• [PROVIDED TEXT]

*****

1. Von fremden Ländern und Menschen (Of strange lands and people)

2. Kuriose Geschichte (Curious story)

3. Hasche-Mann (Catch-me-if-you-can)

4. Bittendes Kind (Imploring child)

5. Glückes genug (Quite happy)

6. Wichtige Begebenheit (Important event)

7. Träumerei (Reverie)

8. Am Kamin (By the fireside)

9. Ritter vom Steckenpferd (Riding the rocking-horse)

10. Fast zu ernst (Almost too serious)

11. Fürchtenmachen (Getting scared)

12. Kind im Einschlummern (Child going to sleep)

13. Der Dichter spricht (The Poet speaks)

Schumann’s ‘Scenes from Childhood’ date from 1838, when he and Clara Wieck were not yet married, let alone the proud parents of their brood of children. The music’s inspiration therefore has multiple sources: Schumann’s own childhood (perhaps), happy expectations of the future (more probably), and the broader artistic values which shine so brilliantly in Schumann’s cascade of early piano works. Compared to spectacular surrounding masterpieces like Carnaval, Davidsbündlertänze and the Fantasy in C major, Kinderszenen is remarkable for its no less typically Schumannesque brand of anti-virtuosity. An idyllic view of domestic family life intersects with the imaginative world of 19th-century literary fantasy, all conveyed with exquisite touch.

*****

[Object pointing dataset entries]
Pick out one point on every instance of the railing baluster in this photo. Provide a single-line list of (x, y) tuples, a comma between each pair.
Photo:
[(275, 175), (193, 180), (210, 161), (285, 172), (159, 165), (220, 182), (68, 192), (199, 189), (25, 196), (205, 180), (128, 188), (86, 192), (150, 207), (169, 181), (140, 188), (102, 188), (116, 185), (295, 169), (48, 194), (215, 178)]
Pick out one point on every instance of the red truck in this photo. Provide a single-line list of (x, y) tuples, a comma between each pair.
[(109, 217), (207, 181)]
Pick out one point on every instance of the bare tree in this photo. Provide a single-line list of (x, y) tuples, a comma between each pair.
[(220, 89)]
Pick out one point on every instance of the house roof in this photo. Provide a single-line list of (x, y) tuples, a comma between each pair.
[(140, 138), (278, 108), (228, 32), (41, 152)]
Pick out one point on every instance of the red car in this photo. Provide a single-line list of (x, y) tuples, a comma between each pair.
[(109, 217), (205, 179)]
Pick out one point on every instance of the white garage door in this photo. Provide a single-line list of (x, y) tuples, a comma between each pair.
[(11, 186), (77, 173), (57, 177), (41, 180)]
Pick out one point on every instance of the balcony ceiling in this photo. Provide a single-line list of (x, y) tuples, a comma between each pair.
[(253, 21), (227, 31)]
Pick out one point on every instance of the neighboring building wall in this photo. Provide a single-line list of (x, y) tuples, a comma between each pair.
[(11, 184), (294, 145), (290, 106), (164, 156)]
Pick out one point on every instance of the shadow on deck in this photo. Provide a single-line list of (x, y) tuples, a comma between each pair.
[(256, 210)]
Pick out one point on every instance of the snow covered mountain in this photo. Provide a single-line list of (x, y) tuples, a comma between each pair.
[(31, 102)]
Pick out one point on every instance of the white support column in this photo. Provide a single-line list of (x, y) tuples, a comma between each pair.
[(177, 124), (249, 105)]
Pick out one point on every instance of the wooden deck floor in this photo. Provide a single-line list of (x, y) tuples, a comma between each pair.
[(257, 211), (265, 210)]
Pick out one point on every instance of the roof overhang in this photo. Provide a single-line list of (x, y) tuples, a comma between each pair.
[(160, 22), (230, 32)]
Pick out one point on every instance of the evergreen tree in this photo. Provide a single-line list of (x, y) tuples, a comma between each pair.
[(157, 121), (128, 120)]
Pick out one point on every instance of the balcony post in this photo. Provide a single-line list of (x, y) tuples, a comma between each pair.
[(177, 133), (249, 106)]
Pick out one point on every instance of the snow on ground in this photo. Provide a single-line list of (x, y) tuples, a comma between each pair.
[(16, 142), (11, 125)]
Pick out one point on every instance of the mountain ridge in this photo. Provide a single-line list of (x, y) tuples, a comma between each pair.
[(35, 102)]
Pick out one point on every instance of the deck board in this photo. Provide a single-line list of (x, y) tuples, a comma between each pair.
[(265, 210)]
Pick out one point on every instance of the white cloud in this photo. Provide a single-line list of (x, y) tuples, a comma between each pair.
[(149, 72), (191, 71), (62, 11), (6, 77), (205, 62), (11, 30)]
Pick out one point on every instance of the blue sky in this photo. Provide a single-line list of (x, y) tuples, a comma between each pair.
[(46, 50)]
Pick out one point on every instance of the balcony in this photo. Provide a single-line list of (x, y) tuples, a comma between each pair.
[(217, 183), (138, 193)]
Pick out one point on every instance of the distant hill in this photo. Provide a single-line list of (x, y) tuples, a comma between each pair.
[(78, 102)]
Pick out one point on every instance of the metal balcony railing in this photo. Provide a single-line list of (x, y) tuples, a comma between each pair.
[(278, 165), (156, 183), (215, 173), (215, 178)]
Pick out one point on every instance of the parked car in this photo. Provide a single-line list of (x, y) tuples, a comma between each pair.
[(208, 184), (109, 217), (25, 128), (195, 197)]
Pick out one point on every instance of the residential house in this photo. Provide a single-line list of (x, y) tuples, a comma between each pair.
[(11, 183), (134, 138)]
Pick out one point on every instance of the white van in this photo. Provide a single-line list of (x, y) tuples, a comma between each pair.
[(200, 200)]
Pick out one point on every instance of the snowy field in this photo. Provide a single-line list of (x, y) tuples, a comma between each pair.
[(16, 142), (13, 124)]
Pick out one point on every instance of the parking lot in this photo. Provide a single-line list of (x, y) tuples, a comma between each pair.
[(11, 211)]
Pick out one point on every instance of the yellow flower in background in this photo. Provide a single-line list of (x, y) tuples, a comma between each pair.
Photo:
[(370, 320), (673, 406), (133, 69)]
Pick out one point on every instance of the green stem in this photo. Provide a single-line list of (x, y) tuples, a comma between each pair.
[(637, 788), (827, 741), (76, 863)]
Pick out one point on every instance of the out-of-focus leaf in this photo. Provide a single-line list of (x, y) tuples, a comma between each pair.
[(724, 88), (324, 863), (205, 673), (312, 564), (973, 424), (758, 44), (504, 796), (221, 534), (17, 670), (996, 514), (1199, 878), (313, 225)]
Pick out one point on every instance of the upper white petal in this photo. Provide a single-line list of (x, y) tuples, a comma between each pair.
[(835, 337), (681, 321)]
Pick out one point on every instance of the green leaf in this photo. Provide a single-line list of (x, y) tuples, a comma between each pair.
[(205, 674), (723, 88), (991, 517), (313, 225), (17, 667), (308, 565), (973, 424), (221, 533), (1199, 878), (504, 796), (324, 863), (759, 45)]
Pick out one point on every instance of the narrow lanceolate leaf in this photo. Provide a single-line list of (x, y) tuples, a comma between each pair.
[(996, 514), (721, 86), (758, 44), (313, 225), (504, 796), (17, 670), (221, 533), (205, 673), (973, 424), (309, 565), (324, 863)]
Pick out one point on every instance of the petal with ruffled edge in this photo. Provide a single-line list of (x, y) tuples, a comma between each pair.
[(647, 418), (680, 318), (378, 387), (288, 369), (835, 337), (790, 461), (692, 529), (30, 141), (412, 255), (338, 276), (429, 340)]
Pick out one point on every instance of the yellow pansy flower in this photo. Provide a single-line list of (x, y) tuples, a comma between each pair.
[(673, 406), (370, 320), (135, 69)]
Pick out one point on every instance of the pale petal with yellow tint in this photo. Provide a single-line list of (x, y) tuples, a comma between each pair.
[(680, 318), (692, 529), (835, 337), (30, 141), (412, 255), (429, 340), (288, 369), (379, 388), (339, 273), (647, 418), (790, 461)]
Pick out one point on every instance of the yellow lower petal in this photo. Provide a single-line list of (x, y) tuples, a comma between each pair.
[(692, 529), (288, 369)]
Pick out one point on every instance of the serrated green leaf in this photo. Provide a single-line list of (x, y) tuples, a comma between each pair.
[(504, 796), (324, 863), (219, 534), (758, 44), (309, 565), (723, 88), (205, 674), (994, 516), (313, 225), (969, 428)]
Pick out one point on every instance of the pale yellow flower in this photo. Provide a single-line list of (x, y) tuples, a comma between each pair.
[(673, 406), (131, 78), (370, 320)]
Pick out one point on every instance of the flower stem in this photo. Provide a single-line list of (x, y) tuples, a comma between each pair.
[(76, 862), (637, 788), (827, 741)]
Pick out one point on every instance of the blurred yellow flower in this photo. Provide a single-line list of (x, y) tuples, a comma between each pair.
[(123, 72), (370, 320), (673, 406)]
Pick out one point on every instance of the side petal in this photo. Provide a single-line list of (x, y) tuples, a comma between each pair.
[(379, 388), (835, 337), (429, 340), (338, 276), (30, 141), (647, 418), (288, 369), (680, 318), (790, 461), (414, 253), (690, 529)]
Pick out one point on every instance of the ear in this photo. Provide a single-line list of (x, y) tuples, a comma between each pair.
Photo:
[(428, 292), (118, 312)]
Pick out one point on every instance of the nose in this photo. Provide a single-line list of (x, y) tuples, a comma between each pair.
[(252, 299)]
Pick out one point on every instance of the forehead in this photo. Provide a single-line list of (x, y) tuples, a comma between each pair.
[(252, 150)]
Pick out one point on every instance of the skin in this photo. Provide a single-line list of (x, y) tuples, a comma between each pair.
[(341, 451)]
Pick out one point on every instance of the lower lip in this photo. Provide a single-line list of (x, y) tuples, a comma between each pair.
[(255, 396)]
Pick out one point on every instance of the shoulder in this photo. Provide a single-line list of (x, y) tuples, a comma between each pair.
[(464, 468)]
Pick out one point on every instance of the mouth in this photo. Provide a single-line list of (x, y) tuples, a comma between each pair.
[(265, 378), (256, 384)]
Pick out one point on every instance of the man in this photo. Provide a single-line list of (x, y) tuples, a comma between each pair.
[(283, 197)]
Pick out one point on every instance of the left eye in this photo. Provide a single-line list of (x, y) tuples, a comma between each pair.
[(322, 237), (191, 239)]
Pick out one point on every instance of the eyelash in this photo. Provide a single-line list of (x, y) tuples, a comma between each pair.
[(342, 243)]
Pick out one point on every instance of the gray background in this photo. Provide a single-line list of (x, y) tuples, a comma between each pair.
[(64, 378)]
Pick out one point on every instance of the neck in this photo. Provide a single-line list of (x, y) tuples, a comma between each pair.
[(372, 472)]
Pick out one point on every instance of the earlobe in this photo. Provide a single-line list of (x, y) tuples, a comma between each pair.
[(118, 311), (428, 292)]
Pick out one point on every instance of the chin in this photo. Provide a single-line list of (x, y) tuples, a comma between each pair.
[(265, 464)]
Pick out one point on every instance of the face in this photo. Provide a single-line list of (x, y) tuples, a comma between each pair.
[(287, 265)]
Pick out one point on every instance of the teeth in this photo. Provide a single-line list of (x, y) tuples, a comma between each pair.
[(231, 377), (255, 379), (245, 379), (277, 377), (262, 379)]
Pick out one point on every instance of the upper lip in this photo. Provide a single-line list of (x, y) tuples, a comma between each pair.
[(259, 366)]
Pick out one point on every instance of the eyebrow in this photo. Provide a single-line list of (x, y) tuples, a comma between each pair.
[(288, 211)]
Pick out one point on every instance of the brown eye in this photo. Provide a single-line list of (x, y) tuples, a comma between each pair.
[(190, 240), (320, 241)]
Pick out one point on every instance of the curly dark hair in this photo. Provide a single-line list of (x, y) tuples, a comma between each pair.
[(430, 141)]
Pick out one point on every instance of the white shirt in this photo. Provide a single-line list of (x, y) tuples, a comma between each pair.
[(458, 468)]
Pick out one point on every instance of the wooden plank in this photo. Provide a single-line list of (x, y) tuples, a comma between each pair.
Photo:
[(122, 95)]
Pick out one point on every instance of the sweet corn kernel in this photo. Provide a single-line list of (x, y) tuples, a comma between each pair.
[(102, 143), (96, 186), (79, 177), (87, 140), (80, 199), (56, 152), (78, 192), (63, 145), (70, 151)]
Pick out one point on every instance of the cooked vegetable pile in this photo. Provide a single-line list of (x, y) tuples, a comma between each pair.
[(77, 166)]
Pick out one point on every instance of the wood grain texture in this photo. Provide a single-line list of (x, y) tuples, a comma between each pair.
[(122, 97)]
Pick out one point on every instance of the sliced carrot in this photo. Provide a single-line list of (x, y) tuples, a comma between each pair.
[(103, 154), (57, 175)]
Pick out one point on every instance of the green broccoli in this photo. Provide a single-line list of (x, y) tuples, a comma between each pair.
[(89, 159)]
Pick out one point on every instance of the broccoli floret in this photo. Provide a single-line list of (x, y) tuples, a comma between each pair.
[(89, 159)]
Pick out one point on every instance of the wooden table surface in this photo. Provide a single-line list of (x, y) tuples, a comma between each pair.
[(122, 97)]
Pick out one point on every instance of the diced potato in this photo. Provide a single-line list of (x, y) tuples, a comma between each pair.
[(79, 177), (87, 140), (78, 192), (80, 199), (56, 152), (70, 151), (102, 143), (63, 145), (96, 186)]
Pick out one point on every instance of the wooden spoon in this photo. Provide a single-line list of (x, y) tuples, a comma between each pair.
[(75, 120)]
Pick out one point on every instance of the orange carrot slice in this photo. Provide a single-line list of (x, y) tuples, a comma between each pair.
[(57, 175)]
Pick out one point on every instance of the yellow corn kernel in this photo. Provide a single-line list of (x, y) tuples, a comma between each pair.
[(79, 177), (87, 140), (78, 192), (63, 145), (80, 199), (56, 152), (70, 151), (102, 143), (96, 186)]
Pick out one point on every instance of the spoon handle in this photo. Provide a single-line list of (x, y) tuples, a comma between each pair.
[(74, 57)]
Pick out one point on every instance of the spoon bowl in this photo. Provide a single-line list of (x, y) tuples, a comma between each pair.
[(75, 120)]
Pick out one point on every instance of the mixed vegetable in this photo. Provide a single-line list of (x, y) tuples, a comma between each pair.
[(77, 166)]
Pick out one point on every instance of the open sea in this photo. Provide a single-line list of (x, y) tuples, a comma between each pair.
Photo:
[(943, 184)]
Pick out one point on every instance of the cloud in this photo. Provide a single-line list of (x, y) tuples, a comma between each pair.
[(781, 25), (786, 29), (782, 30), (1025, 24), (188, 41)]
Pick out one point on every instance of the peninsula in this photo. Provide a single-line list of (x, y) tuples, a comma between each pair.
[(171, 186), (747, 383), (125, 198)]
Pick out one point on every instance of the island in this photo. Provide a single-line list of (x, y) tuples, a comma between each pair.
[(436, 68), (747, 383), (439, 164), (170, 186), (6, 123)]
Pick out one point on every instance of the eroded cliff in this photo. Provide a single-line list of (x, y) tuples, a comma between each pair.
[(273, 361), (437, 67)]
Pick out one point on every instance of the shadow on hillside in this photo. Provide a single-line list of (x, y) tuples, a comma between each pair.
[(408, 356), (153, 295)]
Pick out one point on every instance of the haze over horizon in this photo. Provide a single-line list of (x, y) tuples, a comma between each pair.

*****

• [TASK 1]
Quote the passage on Schumann's Kinderszenen from "3. Hasche-Mann (Catch-me-if-you-can)" up to and including "(By the fireside)".
• [TASK 2]
Render this sentence from the passage on Schumann's Kinderszenen in Spanish: "An idyllic view of domestic family life intersects with the imaginative world of 19th-century literary fantasy, all conveyed with exquisite touch."

• [EXERCISE ANSWER 1]
3. Hasche-Mann (Catch-me-if-you-can)

4. Bittendes Kind (Imploring child)

5. Glückes genug (Quite happy)

6. Wichtige Begebenheit (Important event)

7. Träumerei (Reverie)

8. Am Kamin (By the fireside)

• [EXERCISE ANSWER 2]
Una visión idílica de la vida familiar doméstica se cruza con el mundo imaginativo de la fantasía literaria del siglo XIX, todo ello transmitido con un toque exquisito.